**Text**
Politicians listen: Biomass is not CO2‑neutral
February 18, 2020 by admin
A government hearing on biomass in the Danish Parliament has being going around social media lately, not so much because of the content, but because American star-journalist Michael Grunwald tweeted about the sober way the politicians behaved during the hearing: “I couldn’t tell which pols were in which party or what biases any of them had about the topic being discussed. It really seemed like they were there to learn. And by the end it was clear they had.”
We are proud to say that our CEO, Jannick Scmidt was an invited expert witness at the hearing, alongside foreign expert witnesses such as Searchinger. In his allotted 10 minutes, Jannick managed to clarify the intricacies of direct and indirect land use consequences as well as the overall climate consequences of burning biomass for energy. The take-home-message to the politicians were: If you ask if biomass is climate neutral, then a resounding ‘no’ is the only possible answer.
Then, Jannick explained why: When you burn forest biomass you release CO2. The re-growth of the forest takes time, so the uptake of CO2 from the air happens over a long time compared to the instantaneous release when burning. This difference in timing of the release and uptake of CO2 is important because less CO2-emissions are needed now, while a reduction in CO2 has less importance if it happens later. Secondly, if the biomass is grown in biomass plantations, then the land cannot be used for food production, and this will in the end lead to expansion into nature as well as increased fertilizer use on other land. This mechanism is called indirect land use change (iLUC). Globally, according to IPCC, CO2 from deforestation contributes with around 11% of the global greenhouse gas emissions. Finally, even if biomass is harvested without affecting the cultivated land, for example, when tree tops, smaller branches, and forest debris are removed as part of a forestry operation and used as fuel, this leads to CO2-emissions now, instead of the slower decomposition on the forest floor with a more gradual CO2 release. So when the politicians decide to allow burning of forest residues, this leads to CO2 emissions and subsequent environmental impact right now, on their watch.

**Data excerpt**
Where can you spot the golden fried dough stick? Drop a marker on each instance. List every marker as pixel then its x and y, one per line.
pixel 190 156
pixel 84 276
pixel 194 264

**Set problem**
According to the post on the Danish biomass hearing, roughly what share of global greenhouse gas emissions comes from deforestation CO2, as cited from the IPCC? This data has no connection to the text.

**Completed exercise**
Around 11%.